Bounding-box records

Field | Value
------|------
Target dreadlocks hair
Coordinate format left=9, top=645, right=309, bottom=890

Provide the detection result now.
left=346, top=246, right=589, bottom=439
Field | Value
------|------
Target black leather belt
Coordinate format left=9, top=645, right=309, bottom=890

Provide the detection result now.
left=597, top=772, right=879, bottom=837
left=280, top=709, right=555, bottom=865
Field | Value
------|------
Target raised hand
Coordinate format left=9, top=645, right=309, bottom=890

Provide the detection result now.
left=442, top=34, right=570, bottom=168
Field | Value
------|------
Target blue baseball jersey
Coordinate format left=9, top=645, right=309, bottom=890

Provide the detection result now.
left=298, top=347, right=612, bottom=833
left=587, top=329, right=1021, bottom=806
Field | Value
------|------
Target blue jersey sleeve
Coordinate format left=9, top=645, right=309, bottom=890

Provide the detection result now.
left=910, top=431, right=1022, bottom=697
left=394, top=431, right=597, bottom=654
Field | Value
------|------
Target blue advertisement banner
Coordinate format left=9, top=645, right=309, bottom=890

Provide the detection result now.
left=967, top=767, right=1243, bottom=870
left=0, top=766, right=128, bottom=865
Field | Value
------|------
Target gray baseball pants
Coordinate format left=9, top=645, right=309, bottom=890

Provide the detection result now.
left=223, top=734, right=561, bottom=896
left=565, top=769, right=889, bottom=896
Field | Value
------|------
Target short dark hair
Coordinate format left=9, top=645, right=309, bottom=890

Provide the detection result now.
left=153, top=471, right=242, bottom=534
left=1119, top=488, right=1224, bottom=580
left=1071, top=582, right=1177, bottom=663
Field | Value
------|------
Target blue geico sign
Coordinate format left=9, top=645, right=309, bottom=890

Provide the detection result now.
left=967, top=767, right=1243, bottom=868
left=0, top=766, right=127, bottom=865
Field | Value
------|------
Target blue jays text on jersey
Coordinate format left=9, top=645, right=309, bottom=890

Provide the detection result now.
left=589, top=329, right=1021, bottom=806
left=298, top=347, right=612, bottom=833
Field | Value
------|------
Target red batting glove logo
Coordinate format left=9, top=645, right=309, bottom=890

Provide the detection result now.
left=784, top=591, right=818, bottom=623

**What to produce**
Convert all of the records above into a JSON list of strings with one string per line, omitting blank lines.

**Solution to this task**
[
  "Field | Value",
  "------|------",
  "Target dreadlocks hair",
  "Coordinate format left=9, top=645, right=309, bottom=890",
  "Provide the detection result now.",
  "left=346, top=246, right=589, bottom=439",
  "Field | Value",
  "------|------",
  "Target black leather belt",
  "Coordinate format left=9, top=645, right=309, bottom=890",
  "Provide the detection result now.",
  "left=597, top=772, right=879, bottom=837",
  "left=280, top=709, right=555, bottom=865",
  "Field | Value",
  "------|------",
  "Target raised hand",
  "Coordinate format left=9, top=645, right=309, bottom=890",
  "Provide the detection result now.",
  "left=442, top=34, right=570, bottom=168",
  "Field | Value",
  "------|------",
  "Target blue baseball jersey",
  "Coordinate format left=9, top=645, right=309, bottom=890",
  "Provide the detection result now.",
  "left=298, top=347, right=612, bottom=833",
  "left=587, top=329, right=1021, bottom=806",
  "Field | Value",
  "------|------",
  "Target blue jersey sleeve",
  "Coordinate format left=9, top=645, right=309, bottom=890",
  "Provide the detection result now.",
  "left=910, top=431, right=1022, bottom=697",
  "left=394, top=431, right=597, bottom=654",
  "Field | Value",
  "------|------",
  "Target blue advertisement banner",
  "Coordinate format left=9, top=645, right=309, bottom=890",
  "Provide the detection result now.",
  "left=967, top=767, right=1243, bottom=870",
  "left=0, top=766, right=128, bottom=865",
  "Field | Value",
  "------|------",
  "Target gray baseball pants",
  "Coordinate format left=9, top=645, right=309, bottom=890",
  "Provide the detection result now.",
  "left=223, top=734, right=561, bottom=896",
  "left=565, top=769, right=889, bottom=896",
  "Field | Value",
  "------|------",
  "Target short dark hair",
  "Coordinate format left=9, top=645, right=309, bottom=890",
  "Provide the detection result now.",
  "left=153, top=471, right=242, bottom=534",
  "left=1119, top=488, right=1224, bottom=580",
  "left=1071, top=582, right=1177, bottom=663",
  "Field | Value",
  "------|------",
  "Target blue geico sign",
  "Coordinate format left=9, top=645, right=309, bottom=890",
  "Provide the detection result now.",
  "left=967, top=767, right=1243, bottom=868",
  "left=0, top=766, right=127, bottom=865",
  "Field | Value",
  "------|------",
  "Target blue jays text on jersey",
  "Coordinate format left=9, top=645, right=309, bottom=890",
  "Provide the detection result now.",
  "left=589, top=329, right=1021, bottom=806",
  "left=298, top=347, right=612, bottom=833",
  "Field | Value",
  "------|------",
  "Target red batting glove logo",
  "Coordinate format left=9, top=645, right=309, bottom=890",
  "Provide the detection result now.",
  "left=784, top=591, right=818, bottom=623"
]